## WORK ORDER
The lines to repeat are those below from the one containing "Target: hairy stem." down to the one containing "Could you kindly annotate the thistle stem", both included; reproduce them exactly and nothing else.

--- INFORMATION GIVEN ---

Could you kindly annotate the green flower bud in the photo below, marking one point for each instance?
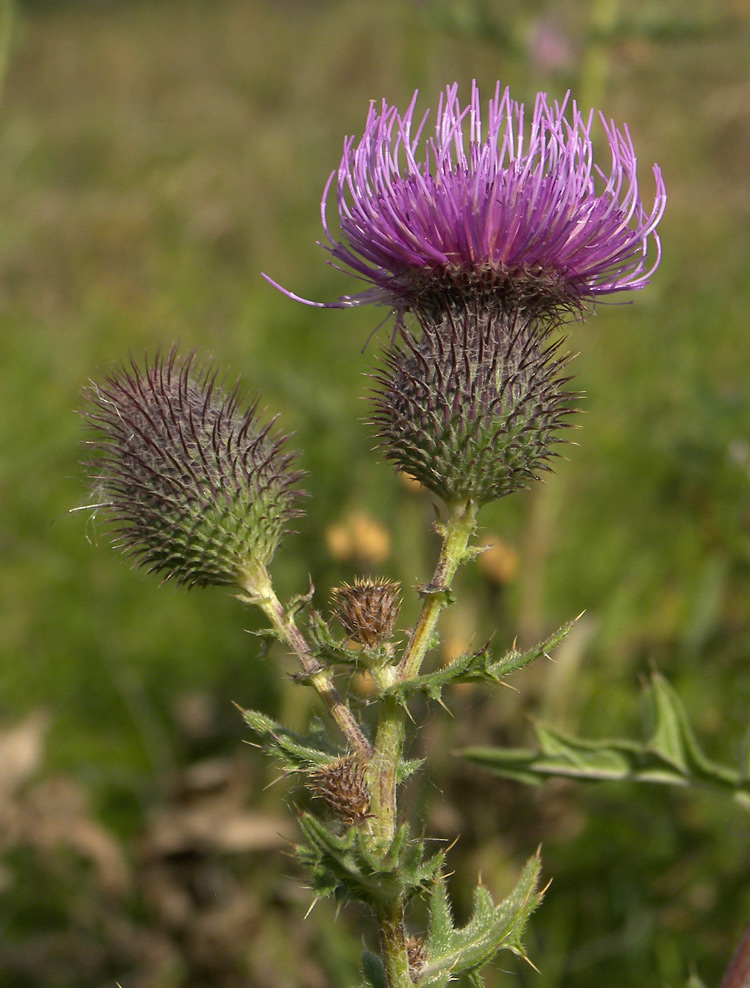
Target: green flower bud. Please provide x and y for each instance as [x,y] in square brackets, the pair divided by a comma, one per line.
[193,486]
[368,610]
[471,408]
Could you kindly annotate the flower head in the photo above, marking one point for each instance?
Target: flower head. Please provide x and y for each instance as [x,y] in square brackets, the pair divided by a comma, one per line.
[193,486]
[368,610]
[517,211]
[473,406]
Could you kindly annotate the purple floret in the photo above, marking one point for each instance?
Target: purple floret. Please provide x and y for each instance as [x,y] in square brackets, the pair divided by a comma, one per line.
[518,210]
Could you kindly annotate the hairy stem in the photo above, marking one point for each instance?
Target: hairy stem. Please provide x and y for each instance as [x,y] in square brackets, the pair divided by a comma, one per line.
[738,973]
[258,585]
[389,739]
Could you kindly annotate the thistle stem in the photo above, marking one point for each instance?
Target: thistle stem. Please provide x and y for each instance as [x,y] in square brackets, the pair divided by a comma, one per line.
[258,585]
[389,739]
[459,528]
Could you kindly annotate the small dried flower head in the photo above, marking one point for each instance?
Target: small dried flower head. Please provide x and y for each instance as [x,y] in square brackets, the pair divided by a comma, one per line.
[368,610]
[193,486]
[518,212]
[471,408]
[343,785]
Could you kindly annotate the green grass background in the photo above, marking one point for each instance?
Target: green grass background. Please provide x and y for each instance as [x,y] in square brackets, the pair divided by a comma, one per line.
[154,159]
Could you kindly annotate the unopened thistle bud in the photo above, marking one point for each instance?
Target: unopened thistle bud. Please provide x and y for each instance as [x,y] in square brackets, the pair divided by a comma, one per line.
[368,610]
[471,408]
[342,784]
[509,203]
[194,487]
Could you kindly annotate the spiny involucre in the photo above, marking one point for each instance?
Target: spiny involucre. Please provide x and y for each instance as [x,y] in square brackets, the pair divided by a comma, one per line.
[192,484]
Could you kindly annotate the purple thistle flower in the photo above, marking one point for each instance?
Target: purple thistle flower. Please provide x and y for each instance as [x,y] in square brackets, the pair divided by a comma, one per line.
[519,214]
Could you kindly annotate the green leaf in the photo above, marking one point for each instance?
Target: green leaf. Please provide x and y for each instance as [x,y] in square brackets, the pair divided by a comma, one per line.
[464,951]
[328,648]
[670,755]
[475,667]
[373,970]
[298,751]
[695,982]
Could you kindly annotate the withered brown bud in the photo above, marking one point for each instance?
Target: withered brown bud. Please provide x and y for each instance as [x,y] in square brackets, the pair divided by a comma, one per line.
[417,955]
[368,610]
[343,786]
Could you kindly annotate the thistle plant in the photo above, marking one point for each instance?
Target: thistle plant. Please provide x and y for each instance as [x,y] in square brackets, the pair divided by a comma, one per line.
[483,241]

---

## RESPONSE FOR THIS EXERCISE
Target: hairy stem. Please provide x and y for each instance as [x,y] in square brackets, the pair divided by a comma, one per line.
[738,973]
[258,585]
[389,739]
Could you kindly annotate the thistle stem in the photo above, marking one point for each instance?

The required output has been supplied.